-- Begin INPUT --

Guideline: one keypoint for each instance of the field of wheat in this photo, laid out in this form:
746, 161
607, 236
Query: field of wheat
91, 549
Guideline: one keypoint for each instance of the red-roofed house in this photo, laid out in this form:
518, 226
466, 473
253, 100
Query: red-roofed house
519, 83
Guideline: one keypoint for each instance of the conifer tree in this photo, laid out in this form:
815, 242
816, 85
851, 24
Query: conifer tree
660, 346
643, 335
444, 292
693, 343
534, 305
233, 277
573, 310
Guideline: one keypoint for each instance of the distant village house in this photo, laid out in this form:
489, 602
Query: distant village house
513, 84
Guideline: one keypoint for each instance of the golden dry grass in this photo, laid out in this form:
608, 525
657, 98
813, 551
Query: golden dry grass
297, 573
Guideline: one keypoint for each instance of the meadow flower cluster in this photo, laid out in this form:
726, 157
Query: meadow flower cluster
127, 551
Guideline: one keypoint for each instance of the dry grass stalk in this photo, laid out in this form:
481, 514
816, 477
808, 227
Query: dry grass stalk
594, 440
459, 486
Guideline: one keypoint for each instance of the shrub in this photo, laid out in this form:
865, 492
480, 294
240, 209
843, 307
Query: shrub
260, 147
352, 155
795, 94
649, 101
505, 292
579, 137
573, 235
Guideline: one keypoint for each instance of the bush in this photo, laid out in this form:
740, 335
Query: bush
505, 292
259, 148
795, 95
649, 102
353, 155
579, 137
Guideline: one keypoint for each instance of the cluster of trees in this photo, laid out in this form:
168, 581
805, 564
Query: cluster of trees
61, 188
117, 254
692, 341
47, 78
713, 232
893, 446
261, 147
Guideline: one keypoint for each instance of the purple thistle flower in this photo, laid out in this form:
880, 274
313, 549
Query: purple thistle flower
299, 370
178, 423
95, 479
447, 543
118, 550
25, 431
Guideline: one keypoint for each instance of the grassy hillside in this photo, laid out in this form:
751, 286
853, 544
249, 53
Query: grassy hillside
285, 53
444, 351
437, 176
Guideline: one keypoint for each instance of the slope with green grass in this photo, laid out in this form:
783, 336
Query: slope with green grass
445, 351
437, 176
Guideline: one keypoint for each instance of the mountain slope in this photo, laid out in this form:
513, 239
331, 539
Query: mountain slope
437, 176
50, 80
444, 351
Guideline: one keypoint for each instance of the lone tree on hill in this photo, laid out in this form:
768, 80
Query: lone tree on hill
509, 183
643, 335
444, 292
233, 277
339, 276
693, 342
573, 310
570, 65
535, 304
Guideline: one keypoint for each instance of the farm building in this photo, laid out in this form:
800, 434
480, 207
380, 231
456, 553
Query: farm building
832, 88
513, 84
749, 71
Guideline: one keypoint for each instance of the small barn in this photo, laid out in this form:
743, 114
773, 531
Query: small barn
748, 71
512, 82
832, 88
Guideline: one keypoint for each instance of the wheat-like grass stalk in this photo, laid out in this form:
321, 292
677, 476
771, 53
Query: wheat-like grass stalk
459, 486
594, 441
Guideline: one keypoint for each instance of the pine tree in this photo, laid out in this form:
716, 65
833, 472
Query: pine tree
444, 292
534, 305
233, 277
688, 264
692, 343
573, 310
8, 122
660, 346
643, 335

-- End INPUT --
-- Begin INPUT --

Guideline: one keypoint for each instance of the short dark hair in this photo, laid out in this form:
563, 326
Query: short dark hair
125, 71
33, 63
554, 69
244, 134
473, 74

-- End INPUT --

[INSTRUCTIONS TO FOLLOW] List every line in the items that contains the string "grassy", matching case exactly.

[THE RESPONSE]
Guideline: one keypoint for each instance of the grassy hillside in this photo, laid out in this form:
Query: grassy hillside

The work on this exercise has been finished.